┌──
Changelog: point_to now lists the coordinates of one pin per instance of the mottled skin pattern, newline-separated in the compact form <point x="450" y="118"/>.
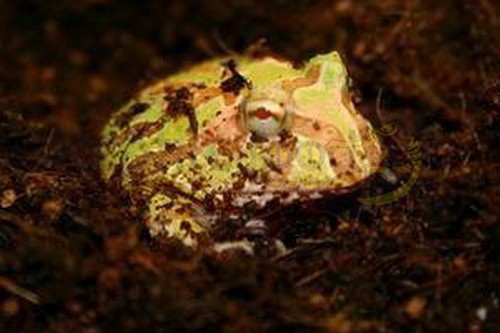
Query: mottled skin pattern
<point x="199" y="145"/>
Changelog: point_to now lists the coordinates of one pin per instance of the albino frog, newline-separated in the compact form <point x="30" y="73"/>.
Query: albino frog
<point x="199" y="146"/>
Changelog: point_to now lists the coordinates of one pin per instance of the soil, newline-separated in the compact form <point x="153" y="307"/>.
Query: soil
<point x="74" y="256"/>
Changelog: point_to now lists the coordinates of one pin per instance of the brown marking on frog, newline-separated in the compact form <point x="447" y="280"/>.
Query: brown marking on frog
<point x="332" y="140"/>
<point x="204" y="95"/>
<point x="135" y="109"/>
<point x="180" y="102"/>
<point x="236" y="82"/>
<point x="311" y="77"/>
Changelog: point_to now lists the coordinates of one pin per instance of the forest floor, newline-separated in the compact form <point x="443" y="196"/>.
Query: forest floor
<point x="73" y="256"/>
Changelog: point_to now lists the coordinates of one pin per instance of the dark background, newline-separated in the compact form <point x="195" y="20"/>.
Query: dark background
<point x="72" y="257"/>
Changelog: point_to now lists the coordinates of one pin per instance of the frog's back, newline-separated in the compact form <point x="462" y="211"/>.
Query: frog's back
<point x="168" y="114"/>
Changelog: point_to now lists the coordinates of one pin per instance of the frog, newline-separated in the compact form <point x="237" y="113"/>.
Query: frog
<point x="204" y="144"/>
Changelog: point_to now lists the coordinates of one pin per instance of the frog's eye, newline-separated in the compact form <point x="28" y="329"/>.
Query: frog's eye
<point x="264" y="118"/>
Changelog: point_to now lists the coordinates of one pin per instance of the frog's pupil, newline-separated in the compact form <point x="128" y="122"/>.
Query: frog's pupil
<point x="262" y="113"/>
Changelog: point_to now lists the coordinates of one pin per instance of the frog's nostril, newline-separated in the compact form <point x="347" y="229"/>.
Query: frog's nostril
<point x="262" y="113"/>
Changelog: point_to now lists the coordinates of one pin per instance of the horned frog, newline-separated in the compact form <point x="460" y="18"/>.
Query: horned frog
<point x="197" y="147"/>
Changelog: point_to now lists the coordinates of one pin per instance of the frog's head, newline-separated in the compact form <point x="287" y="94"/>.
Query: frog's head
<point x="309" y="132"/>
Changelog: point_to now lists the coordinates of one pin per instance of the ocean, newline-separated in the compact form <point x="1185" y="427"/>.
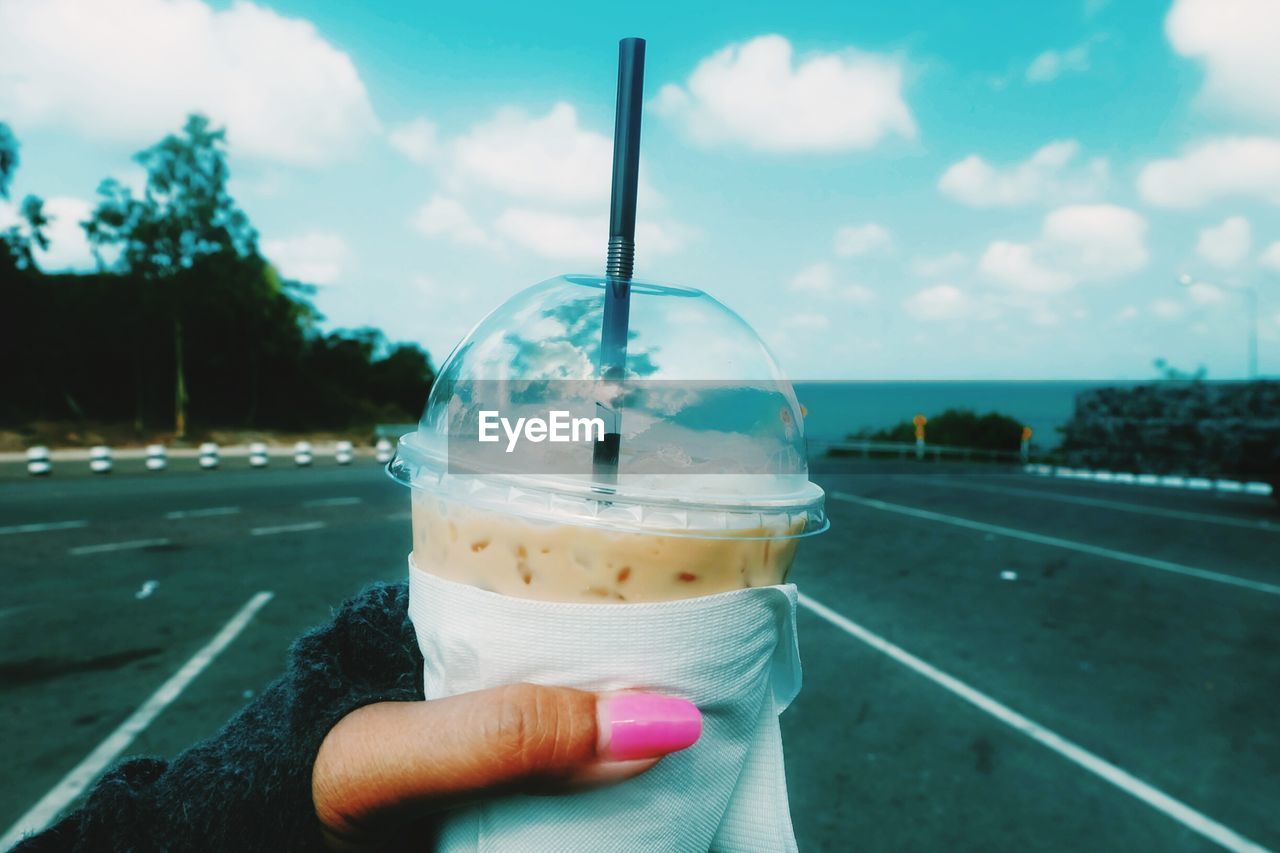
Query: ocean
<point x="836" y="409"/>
└──
### [Exercise instructions]
Excluding all pictures, output exactly the lines from the line containing "Query: frog's nostril" through the last line of the entries above.

### [Result of this exercise]
Query: frog's nostril
<point x="262" y="113"/>
Changelog: point_to now lists the coordinates of one pin per instance of the horned frog, newline-separated in the compact form <point x="460" y="18"/>.
Query: horned frog
<point x="197" y="147"/>
Changelog: point_to now lists the coordinates of one pin per instance of the frog's head, newline-separated in the compact form <point x="287" y="94"/>.
Query: frog's head
<point x="309" y="132"/>
Changelog: point_to now lists the coordinates of one pin per instance of the ocean, newline-separated in the compact form <point x="1185" y="427"/>.
Query: ocean
<point x="836" y="409"/>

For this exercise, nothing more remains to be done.